» **YOUR TASK**:
Leave out the images; return the rest of the data exactly.
#### GIVEN RECORDS
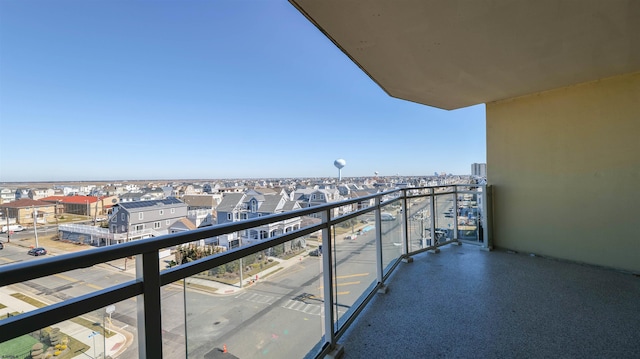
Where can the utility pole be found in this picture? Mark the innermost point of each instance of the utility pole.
(35, 221)
(6, 213)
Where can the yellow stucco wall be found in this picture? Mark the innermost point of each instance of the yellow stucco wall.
(565, 166)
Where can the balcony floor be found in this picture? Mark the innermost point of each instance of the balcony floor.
(468, 303)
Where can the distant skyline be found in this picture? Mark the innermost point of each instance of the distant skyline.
(97, 90)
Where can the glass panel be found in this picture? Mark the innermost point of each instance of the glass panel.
(173, 321)
(105, 332)
(468, 219)
(392, 234)
(258, 306)
(445, 216)
(354, 255)
(62, 286)
(419, 222)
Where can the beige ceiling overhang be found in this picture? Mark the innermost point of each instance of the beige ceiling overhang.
(451, 54)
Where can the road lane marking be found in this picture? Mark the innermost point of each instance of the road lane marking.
(66, 278)
(353, 275)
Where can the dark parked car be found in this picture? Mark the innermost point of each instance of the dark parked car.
(37, 251)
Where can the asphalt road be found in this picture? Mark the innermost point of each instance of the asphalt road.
(279, 316)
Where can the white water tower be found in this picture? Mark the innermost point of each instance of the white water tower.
(339, 163)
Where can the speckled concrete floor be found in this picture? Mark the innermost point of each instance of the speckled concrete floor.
(467, 303)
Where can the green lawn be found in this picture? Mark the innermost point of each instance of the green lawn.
(78, 320)
(19, 347)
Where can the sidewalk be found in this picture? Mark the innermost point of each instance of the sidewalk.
(115, 344)
(229, 289)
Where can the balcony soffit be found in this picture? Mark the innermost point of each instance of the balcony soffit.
(452, 54)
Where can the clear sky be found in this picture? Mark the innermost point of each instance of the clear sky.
(101, 90)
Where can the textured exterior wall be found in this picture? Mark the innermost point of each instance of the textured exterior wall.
(565, 165)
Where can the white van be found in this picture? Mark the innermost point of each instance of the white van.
(387, 217)
(13, 228)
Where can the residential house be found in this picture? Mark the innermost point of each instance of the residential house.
(39, 193)
(309, 197)
(155, 193)
(202, 208)
(7, 195)
(22, 193)
(242, 206)
(143, 219)
(25, 210)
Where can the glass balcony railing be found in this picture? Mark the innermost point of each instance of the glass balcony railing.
(286, 285)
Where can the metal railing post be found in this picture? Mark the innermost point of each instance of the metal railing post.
(405, 244)
(455, 214)
(432, 208)
(328, 280)
(486, 220)
(149, 309)
(379, 264)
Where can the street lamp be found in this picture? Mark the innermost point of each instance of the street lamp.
(6, 213)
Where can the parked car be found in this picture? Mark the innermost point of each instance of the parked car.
(12, 228)
(315, 253)
(387, 217)
(38, 251)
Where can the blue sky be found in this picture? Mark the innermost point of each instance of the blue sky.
(106, 90)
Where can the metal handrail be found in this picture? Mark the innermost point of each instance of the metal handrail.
(151, 279)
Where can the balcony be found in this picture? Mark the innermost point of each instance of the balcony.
(324, 287)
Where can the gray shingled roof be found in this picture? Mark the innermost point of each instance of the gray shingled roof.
(230, 201)
(270, 204)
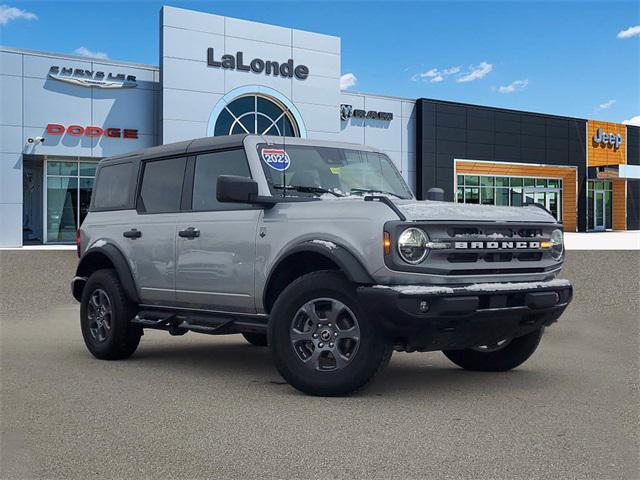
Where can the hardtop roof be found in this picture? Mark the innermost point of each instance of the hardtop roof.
(226, 141)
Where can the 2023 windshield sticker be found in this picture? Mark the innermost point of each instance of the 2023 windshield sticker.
(276, 158)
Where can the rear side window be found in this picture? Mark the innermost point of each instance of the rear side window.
(209, 167)
(113, 187)
(161, 188)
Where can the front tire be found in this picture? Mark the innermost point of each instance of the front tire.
(105, 318)
(320, 338)
(497, 358)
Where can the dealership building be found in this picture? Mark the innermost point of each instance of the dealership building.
(61, 114)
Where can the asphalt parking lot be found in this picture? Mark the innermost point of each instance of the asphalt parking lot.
(200, 406)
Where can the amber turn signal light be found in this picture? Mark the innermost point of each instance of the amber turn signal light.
(386, 243)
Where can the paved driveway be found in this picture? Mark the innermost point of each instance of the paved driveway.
(200, 406)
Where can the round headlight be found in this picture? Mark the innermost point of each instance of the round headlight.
(557, 244)
(412, 245)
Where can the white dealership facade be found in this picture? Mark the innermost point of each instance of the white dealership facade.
(60, 114)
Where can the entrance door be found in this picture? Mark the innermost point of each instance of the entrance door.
(600, 211)
(32, 201)
(216, 243)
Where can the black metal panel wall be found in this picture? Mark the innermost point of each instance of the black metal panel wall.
(449, 130)
(633, 186)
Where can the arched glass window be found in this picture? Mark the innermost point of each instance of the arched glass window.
(255, 113)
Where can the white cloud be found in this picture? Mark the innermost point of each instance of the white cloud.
(605, 105)
(435, 75)
(633, 121)
(514, 86)
(348, 80)
(85, 52)
(629, 32)
(8, 13)
(475, 72)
########
» **REPLY TO THE TASK**:
Where can the utility pole be found in this picture? Mark the innermost point of each instance of the utility pole.
(35, 221)
(6, 213)
Where can the yellow stucco wall be found in this picture? Mark the innermost point of each instance of the yellow stucco wall.
(565, 166)
Where can the balcony floor be found in this picture? Mark the innermost point of each instance of the balcony floor.
(468, 303)
Where can the distant skyline be found in this picture? Mark the innermost point of each instance of the distant skyline.
(97, 90)
Where can the glass panel be found in this picture? Mark the innermost point of each instance of the glass panel.
(173, 321)
(105, 332)
(468, 219)
(392, 234)
(258, 306)
(445, 216)
(354, 255)
(62, 286)
(419, 222)
Where can the beige ceiling overhang be found in this picture? Mark the innermost point of each instance of the beige ceiling overhang.
(451, 54)
Where can the road lane marking be found in this picture? Mark the innermost point of each instance of the road lane marking.
(66, 278)
(353, 275)
Where can the dark parked car be found in this picture? Mark the innermost point of each instance of the dark parked car.
(37, 251)
Where can the asphalt road be found in this picture? Mark the innermost point of each instance of the asphalt road.
(279, 316)
Where can the white water tower be found in this picture? Mark the innermost point of each instance of the white water tower.
(339, 163)
Where can the speckled concrete floor be found in this picture? Mark the innermost point of each instance of the speckled concrete floor.
(467, 303)
Where can the green lawn be found in this picture? Mark the innermost point of each instance of the green lawn.
(78, 320)
(19, 347)
Where can the sidewalk be found in this picture? Mark the innermost point of each instance of the sidewalk.
(115, 344)
(229, 289)
Where can the balcony soffit be found in this picture? Mark the innermost point of each instance of the balcony soffit.
(452, 54)
Where can the clear sky be found in this picture? Mark the innermost point of each instance of the clear sky.
(101, 90)
Where can the textured exterior wall be found in this picture? Mark the innermost point of each instance of the textured exterior wall.
(565, 165)
Where can the white van be found in this picture? Mark the innermost point of each instance of the white van.
(387, 217)
(13, 228)
Where can the residential house be found in this picture? Mark the innermost point of each instance of the residential house.
(39, 193)
(309, 197)
(155, 193)
(202, 208)
(7, 195)
(22, 193)
(242, 206)
(143, 219)
(25, 210)
Where can the glass balcony railing be found in this picture? Mark the innermost point of each instance of the glass balcony railing.
(286, 285)
Where can the metal railing post be found in this picture? Mark the innermost point of each instance of the metal railing post.
(405, 244)
(455, 214)
(432, 208)
(328, 280)
(486, 220)
(149, 309)
(379, 264)
Where can the street lamp be found in this picture? Mark the innermost point of each instance of the street lamp.
(6, 213)
Where can the parked car be found in this picture? Mark the innermost point of each instance of the parked car.
(12, 228)
(315, 253)
(387, 217)
(38, 251)
Where can the blue sky be found in this picture? Mark the innermost point of each instance of the blue sky.
(106, 90)
Where can the metal handrail be found in this picture? Mark the innermost point of each instance of the metal handrail.
(151, 279)
Where can the balcony be found in this picture? Mark the innermost point of each instance of the balcony.
(324, 287)
Where can the gray shingled roof be found in this picture? Mark the innermost point of each instance of the gray shingled roof.
(230, 201)
(270, 204)
Where can the hardtop roof be found in this picture? Mark the innermost point of each instance of the hardtop roof.
(226, 141)
Where can the 2023 windshield sticker be found in this picture? Mark the innermost point of each instance of the 2023 windshield sticker.
(276, 158)
Where can the rear side window be found in this picture? Mark the innermost point of each instance of the rear side window.
(209, 167)
(113, 187)
(161, 188)
Where can the front tire be found in this picture? Mark the innermost point of each instance of the front tire.
(105, 318)
(320, 338)
(497, 358)
Where can the dealership building be found in this picture? Mark the innermost point of each instance of the dealership building.
(61, 114)
Where can the asphalt parking lot be found in this picture? Mark the innermost point of each instance of the asphalt parking lot.
(200, 406)
Where can the amber turn signal light be found in this picture? Mark the innermost point of each instance of the amber turn signal light.
(386, 243)
Where can the paved driveway be found in this picture? Mark the innermost point of each instance of the paved driveway.
(200, 406)
Where can the round headlight be found in this picture? Mark the innermost point of each instance of the round headlight.
(557, 244)
(412, 245)
Where can the white dealership facade be found in this picture? Mark the innermost point of each instance of the white dealership facade.
(60, 114)
Where can the entrance door be found in this picture? Mark the innermost point of each instance of the entrance door.
(600, 211)
(32, 201)
(216, 243)
Where can the black metal panel wall be found in this picture? Mark the innermost point of each instance of the black metal panel wall.
(449, 130)
(633, 186)
Where can the arched glass window be found in this picture? Mark the innermost point of each instance of the arched glass window.
(255, 113)
Where can the white cloud be found in this picture? Mark the innermost point of each instance of the white cloud.
(605, 105)
(435, 75)
(633, 121)
(514, 86)
(348, 80)
(85, 52)
(629, 32)
(8, 13)
(475, 72)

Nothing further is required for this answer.